--- begin Dataset records ---
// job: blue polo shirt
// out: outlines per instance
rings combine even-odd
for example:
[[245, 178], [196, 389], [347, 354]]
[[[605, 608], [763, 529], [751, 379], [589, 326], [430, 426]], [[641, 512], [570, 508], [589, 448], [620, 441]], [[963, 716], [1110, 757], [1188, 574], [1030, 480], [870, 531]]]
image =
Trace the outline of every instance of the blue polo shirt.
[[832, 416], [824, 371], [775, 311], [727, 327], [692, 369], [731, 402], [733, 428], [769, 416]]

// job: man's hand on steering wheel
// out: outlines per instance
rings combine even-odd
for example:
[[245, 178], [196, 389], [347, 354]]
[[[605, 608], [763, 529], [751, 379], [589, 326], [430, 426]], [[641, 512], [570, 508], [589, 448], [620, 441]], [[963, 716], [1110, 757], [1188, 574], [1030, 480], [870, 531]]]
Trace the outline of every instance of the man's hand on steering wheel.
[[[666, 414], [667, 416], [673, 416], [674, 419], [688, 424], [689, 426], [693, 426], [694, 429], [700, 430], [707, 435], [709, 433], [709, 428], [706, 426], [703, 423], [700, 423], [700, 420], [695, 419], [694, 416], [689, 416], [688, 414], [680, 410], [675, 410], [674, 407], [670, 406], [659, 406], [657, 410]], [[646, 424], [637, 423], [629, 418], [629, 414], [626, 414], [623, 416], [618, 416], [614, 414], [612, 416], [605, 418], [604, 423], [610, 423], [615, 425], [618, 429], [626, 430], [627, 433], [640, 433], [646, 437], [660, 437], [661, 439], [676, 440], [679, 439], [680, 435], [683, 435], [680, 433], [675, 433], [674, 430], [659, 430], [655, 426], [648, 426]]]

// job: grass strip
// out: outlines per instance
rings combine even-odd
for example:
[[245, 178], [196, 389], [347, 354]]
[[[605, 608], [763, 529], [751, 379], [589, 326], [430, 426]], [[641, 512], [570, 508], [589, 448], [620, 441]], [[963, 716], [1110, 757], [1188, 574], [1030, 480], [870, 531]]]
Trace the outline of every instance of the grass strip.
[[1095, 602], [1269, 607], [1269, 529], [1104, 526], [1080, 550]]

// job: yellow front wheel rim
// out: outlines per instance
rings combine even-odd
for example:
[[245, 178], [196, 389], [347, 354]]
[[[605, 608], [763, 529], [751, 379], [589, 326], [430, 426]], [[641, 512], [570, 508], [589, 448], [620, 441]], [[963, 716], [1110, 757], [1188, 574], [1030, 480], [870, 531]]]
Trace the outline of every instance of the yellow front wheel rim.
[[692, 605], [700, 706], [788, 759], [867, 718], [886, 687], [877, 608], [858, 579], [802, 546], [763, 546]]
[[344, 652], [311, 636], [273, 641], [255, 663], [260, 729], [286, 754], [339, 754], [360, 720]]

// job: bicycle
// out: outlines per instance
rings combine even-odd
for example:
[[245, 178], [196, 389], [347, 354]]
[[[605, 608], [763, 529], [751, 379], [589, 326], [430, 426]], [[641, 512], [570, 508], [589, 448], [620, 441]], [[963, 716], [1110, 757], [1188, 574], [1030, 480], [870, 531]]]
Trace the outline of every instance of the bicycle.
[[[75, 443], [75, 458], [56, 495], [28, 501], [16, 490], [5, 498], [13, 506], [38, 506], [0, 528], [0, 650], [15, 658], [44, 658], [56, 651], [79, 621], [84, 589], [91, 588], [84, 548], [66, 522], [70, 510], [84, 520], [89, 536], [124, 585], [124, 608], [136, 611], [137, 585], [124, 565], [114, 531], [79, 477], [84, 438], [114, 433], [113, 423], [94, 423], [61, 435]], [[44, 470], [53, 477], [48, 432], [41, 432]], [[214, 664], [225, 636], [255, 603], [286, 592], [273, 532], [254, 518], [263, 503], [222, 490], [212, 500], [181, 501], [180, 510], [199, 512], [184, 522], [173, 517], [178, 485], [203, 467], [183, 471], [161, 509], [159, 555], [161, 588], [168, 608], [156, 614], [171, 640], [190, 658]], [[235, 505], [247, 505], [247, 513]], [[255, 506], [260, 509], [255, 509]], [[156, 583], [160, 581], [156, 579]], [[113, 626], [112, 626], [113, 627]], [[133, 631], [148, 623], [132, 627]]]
--- end Dataset records ---
Copy every line of the entries above without changing anything.

• [Output of the exercise]
// job: blue polo shirt
// out: outlines per instance
rings combine even-odd
for example:
[[245, 178], [196, 389], [347, 354]]
[[[605, 608], [763, 529], [751, 379], [589, 326], [430, 426]], [[641, 512], [570, 508], [589, 448], [620, 441]], [[963, 716], [1110, 757], [1188, 574], [1030, 480], [870, 531]]]
image =
Trace the outline of every instance of the blue polo shirt.
[[832, 416], [824, 371], [775, 311], [727, 327], [692, 369], [731, 402], [733, 428], [769, 416]]

// job: man's hand on steering wheel
// out: outlines per instance
rings combine even-odd
for example:
[[245, 178], [196, 389], [347, 354]]
[[[605, 608], [763, 529], [751, 379], [589, 326], [430, 426]], [[641, 512], [570, 508], [589, 448], [620, 441]], [[963, 716], [1110, 757], [1188, 574], [1030, 480], [870, 531]]]
Trace the outline of every instance of the man's hand on steering wheel.
[[[666, 414], [667, 416], [673, 416], [674, 419], [688, 424], [689, 426], [693, 426], [694, 429], [700, 430], [707, 435], [709, 433], [709, 428], [706, 426], [703, 423], [700, 423], [700, 420], [695, 419], [694, 416], [689, 416], [688, 414], [680, 410], [675, 410], [674, 407], [670, 406], [659, 406], [657, 410]], [[646, 424], [637, 423], [629, 418], [629, 414], [626, 414], [623, 416], [618, 416], [614, 414], [612, 416], [605, 418], [604, 423], [610, 423], [615, 425], [618, 429], [626, 430], [627, 433], [640, 433], [646, 437], [660, 437], [661, 439], [676, 440], [679, 439], [680, 435], [683, 435], [680, 433], [675, 433], [674, 430], [659, 430], [655, 426], [648, 426]]]

// job: grass strip
// out: outlines per instance
rings combine even-odd
for example:
[[245, 178], [196, 389], [347, 354]]
[[[605, 608], [763, 529], [751, 379], [589, 326], [430, 426]], [[641, 512], [570, 508], [589, 448], [620, 441]], [[963, 716], [1110, 757], [1188, 574], [1030, 480], [870, 531]]]
Trace the outline of every instance of the grass strip.
[[1095, 602], [1269, 607], [1269, 529], [1104, 526], [1080, 550]]

// job: yellow front wheel rim
// out: outlines per instance
rings combine even-odd
for example:
[[245, 178], [196, 389], [347, 354]]
[[[605, 608], [763, 529], [751, 379], [589, 326], [430, 426]], [[641, 512], [570, 508], [589, 448], [620, 441]], [[963, 716], [1110, 757], [1188, 574], [1030, 480], [870, 531]]]
Trace the outline of every instance of the yellow front wheel rim.
[[692, 605], [700, 706], [788, 759], [867, 718], [886, 687], [877, 608], [858, 579], [802, 546], [763, 546]]
[[344, 652], [311, 636], [273, 641], [255, 663], [260, 729], [286, 754], [339, 754], [360, 720]]

// job: bicycle
// out: outlines per instance
rings combine even-odd
for example:
[[245, 178], [196, 389], [347, 354]]
[[[605, 608], [763, 529], [751, 379], [589, 326], [430, 426]], [[641, 512], [570, 508], [589, 448], [620, 441]], [[963, 716], [1110, 757], [1188, 574], [1030, 480], [870, 531]]]
Trace the outline of every instance of the bicycle.
[[[75, 443], [75, 458], [56, 495], [28, 501], [16, 490], [5, 498], [13, 506], [38, 506], [0, 528], [0, 650], [15, 658], [44, 658], [56, 651], [79, 621], [84, 589], [91, 588], [84, 548], [66, 522], [70, 510], [84, 520], [89, 536], [124, 585], [124, 608], [136, 611], [137, 585], [124, 565], [114, 531], [79, 477], [84, 438], [114, 433], [113, 423], [94, 423], [61, 435]], [[44, 470], [53, 477], [48, 432], [41, 432]], [[214, 664], [225, 636], [255, 603], [286, 592], [273, 532], [254, 518], [263, 503], [222, 490], [212, 500], [181, 501], [180, 510], [199, 512], [184, 522], [173, 517], [178, 485], [203, 467], [183, 471], [161, 509], [159, 555], [161, 588], [168, 608], [156, 614], [171, 640], [190, 658]], [[235, 505], [247, 505], [247, 513]], [[255, 506], [260, 509], [255, 509]], [[156, 583], [160, 581], [156, 579]], [[113, 626], [112, 626], [113, 627]], [[133, 631], [148, 623], [132, 627]]]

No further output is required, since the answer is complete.